Direction =>
Report each line of the entries below that contains the string "water", copying every such line in full.

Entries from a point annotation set
##########

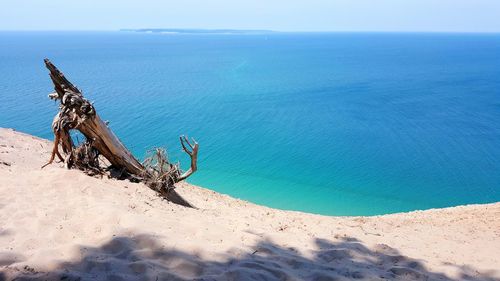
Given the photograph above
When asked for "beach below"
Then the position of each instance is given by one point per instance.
(59, 224)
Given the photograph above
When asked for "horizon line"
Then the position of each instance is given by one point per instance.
(142, 30)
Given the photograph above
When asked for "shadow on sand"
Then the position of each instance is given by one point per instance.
(142, 257)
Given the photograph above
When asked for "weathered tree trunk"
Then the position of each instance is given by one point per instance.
(78, 113)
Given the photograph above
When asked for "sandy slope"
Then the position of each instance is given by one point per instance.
(58, 224)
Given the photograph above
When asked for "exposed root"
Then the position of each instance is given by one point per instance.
(77, 113)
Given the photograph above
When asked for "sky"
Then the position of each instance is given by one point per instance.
(279, 15)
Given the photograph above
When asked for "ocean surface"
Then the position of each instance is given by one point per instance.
(335, 124)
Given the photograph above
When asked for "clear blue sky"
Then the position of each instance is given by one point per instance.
(282, 15)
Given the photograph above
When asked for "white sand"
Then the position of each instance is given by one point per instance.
(59, 224)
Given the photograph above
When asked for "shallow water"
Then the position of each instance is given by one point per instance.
(337, 124)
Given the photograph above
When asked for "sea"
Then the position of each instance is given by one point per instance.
(326, 123)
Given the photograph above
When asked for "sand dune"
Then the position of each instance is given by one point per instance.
(59, 224)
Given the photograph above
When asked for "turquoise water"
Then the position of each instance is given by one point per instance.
(337, 124)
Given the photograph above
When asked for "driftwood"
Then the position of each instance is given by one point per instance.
(77, 113)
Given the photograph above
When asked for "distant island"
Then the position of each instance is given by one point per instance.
(200, 31)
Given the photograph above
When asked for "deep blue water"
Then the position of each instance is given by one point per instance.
(338, 124)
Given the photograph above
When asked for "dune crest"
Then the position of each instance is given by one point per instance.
(59, 224)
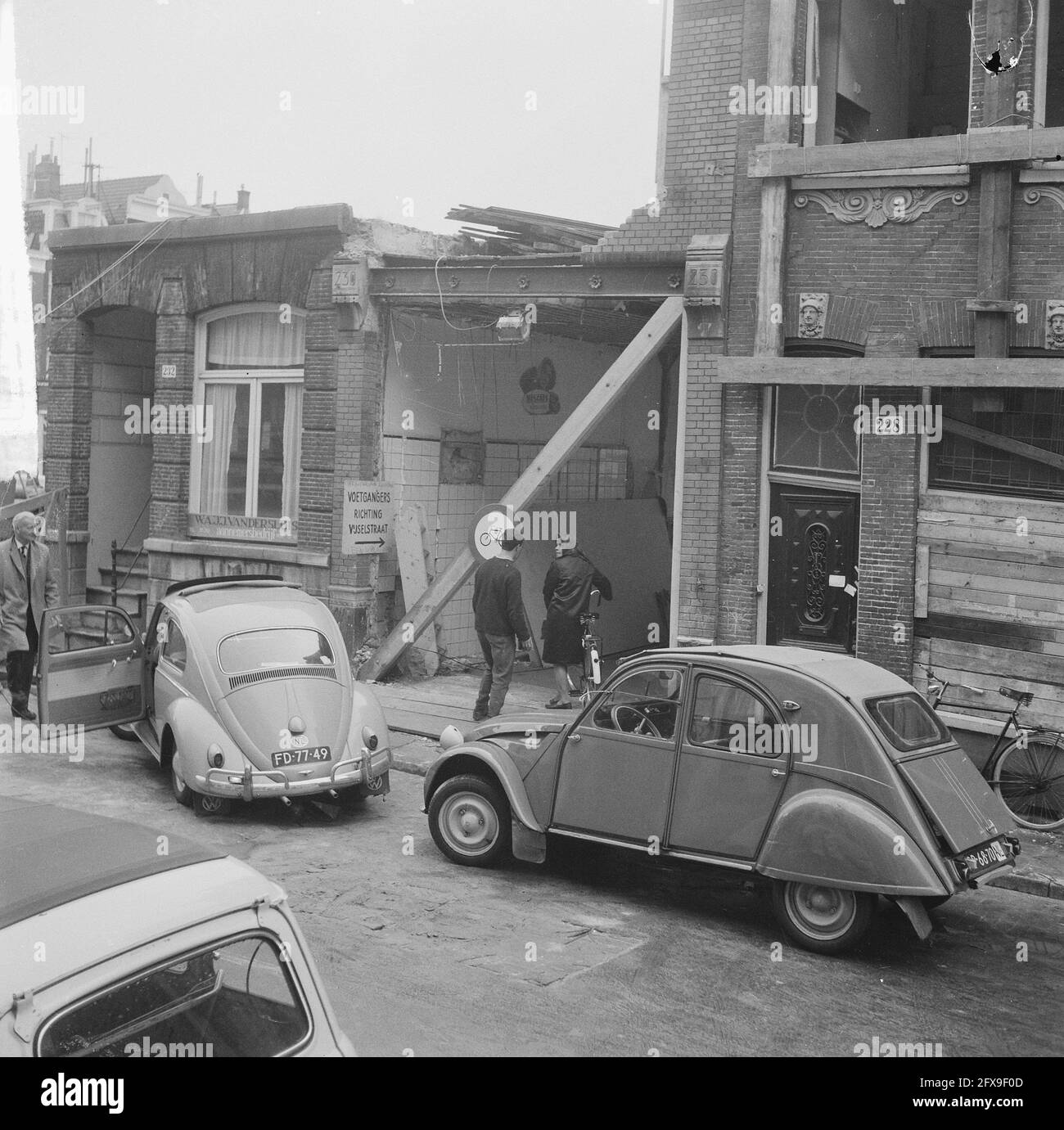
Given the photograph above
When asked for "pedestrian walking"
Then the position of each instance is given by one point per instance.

##########

Result of this exercise =>
When asked for "shallow water"
When asked for "turquoise water"
When asked for "deep blue water"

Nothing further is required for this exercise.